CONSIGNES
a. Lisez le texte sur Underworld USA et répondez brièvement :
(i) En quelle année le film a-t-il été tourné ?
(ii) Quel âge Tolly a-t-il lorsqu'il assiste au meurtre de son père ?
(iii) Quel rôle Mekin tient-il dans l'organisation ?
b. Dans le premier paragraphe du texte sur Underworld USA, relevez tous les noms de cinéastes et d'acteurs cités.
c. Prolongez le texte sur Underworld USA à partir de sa dernière phrase.

EXTRAIT FOURNI
★ ★ ★ ★ ★
• Les bas-fonds newyorkais, Underworld USA, Samuel Fuller, 1960

     Les bas-fonds newyorkais, Underworld USA, Samuel Fuller, 1960

    Underworld USA est un film assez curieux dans la mesure où, tourné en 1960, il ressuscite les codes visuels, les éléments de l’intrigue et les caractères qui ont fait une partie du cycle du film noir dans sa définition classique. Souvent considéré comme un des premiers films néo-noirs, il est en fait plus proche dans l’esprit de He ran all the way et de l’esthétique de John Berry. Samuel Fuller qui, comme Melville d’ailleurs, n’a jamais eu de complexes à recycler les figures du film noir, copie presque séquence après séquence la fin du film avec John Garfield. Fuller disait que Underworld USA était un film mineur, un peu bâclé. Mais ce n’est pas le cas, il est beaucoup plus intéressant sous tous les points de vue que le prétentieux et bavard Crimson kimono, comme quoi un créateur n’est jamais le meilleur juge de son œuvre. 

    Les bas-fonds newyorkais, Underworld USA, Samuel Fuller, 1960 

    Tolly assiste à la punition d’un homme qui est battu à mort 

    Tolly Devlin est un adolescent paumé, un peu voyou, un peu voleur. Il a à peine quatorze ans quand il surprend avec Sandy qui est la maîtresse de son père, une bande de gangsters qui bat à mort un malheureux. Ils se cachent car ce sont des hommes dangereux, mais une fois ceux-ci partis, ils constatent que l’homme assassiné – on ne saura pas exactement pourquoi – est le propre père de Tolly. Celui-ci en fait en a reconnu un, Farran. Dès lors il refuse de collaborer avec la police et se fixe comme but de se venger. Il erre de maison de redressement en prison. Entre temps il va devenir un cambrioleur très adroit pour ouvrir les coffres-forts. Au cours d’un de ces séjours en prison, il va rencontrer Farran qui lui donnera le nom de ses complices. Mais celui-ci meurt avant même que Tolly ait pu se venger sur sa personne. A sa sortie de prison, il retrouve Sandy qui a vendu son bar à la clique de Gela, un des assassins de son père. Il va tenter de cambrioler ce bar, mais là il tombe sur Gus, un tueur de la bande à Gela qui est chargé de liquider Cuddles, une prostituée qui a été témoin d’un meurtre. Tolly sauve Cuddles et se met en ménage avec elle. Ayant découvert les petites combines de Gela qui trafique la drogue, il va se débrouiller pour se faire admettre dans la bande et remonter les échelons du crime organisé. Parallèlement, Driscoll travaille lui aussi à démanteler la bande de Connors à laquelle appartient aussi Gela et les assassins du père de Tolly. Le chef de la police qui est complètement corrompu se suicide quand l’étau se resserre après la dénonciation de Mekin, le comptable de l’organisation. Tolly accepte de collaborer avec Driscoll et se sert de lui pour monter les gangsters les uns contre les autres. Cuddles fait des projets d’avenir avec Tolly, mais celui-ci se fait un peu tirer l’oreille. La bande est presque démantelée, Tolly se rallie finalement à l’évidence d’épouser Cuddles. Mais ses projets d’une vie différentes ne verront pas le jour.
★ ★ ★ ★ ★
LISTE DES ENREGISTREMENTS

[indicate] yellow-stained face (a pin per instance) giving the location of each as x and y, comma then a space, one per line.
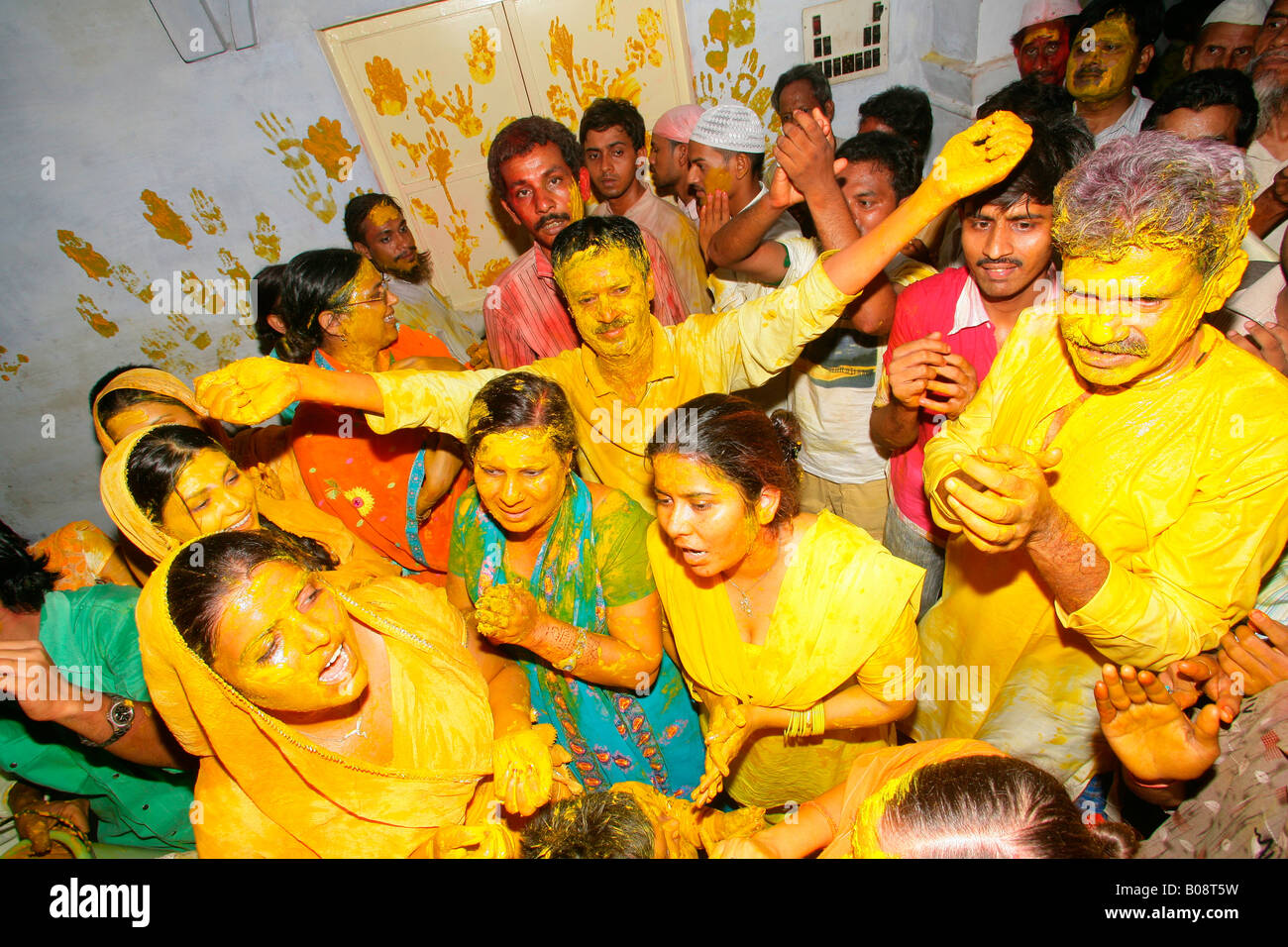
368, 317
149, 414
704, 515
609, 299
287, 644
1103, 60
210, 495
1133, 318
520, 478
★ ★ ★ ★ ★
RÉPONSES RÉDIGÉES
a.
(i) En 1960.
(ii) Il a à peine quatorze ans.
(iii) Il en est le comptable.

b. Samuel Fuller, Melville, John Berry, John Garfield

c.
    Les bas-fonds newyorkais, Underworld USA, Samuel Fuller, 1960 

    Sandy et Tolly découvre que l’homme assassiné est le père de Tolly 

    On est donc bien dans une trame classique, avec la fatalité à l’œuvre qui écrase les meilleures intentions du monde. Les principaux protagonistes, Tolly et Cuddles, sont complètement ambigus. Ce sont deux déclassés qui n’ont jamais eu de chance dans la vie. Sandy de même, elle n’a jamais pu avoir d’enfant, l’homme qu’elle aimait a été assassiné. Tout son amour elle l’a reporté sur Tolly. Mais l’idée de vengeance dépasse Tolly, et pris par ses sentiments il ne voit plus rien d’autre, alors même qu’il semblerait que son propre père ait été un bon à rien. Underworld USA renvoie selon Fuller au film de Joseph Von Stenberg, Underworld, qui date de 1927 et qui est considéré comme le premier film de gangster américain. Mais il n’est pas aussi audacieux qu’on le lit parfois ici ou là, c’est un sujet dans l’air du temps. En effet à la fin des années cinquante, J. Edgar Hoover qui avait freiné des quatre fers les enquêtes sur le crime organisé, à cause de ses compromissions avec la mafia, doit lâcher du lest, la justice s’est rebellée. Les enquêtes menées par les journalistes sont spectaculaires et l’Amérique découvre l’ampleur de la mafia dans la société. En 1955 déjà Phil Karlson tournait l’excellent The Phenix story qui prétendait lui aussi s’appuyait sur des enquêtes sérieuses sur le crime organisé, des enquêtes journalistiques, mais aussi des enquêtes de police[1]. Rappelons qu’en 1960, donc la même année que Underworld USA, Stuart Rosenberg tourne le très bon Murder Inc.[2]. Le film de Fuller qui s’inspire lui aussi d’enquêtes journalistiques est donc bien dans le ton de l’époque et du point de vue des films noirs sur la mafia, il n’est pas novateur. Son originalité tiendrait plutôt à l’intérêt qu’il porte aux caractères de cette histoire.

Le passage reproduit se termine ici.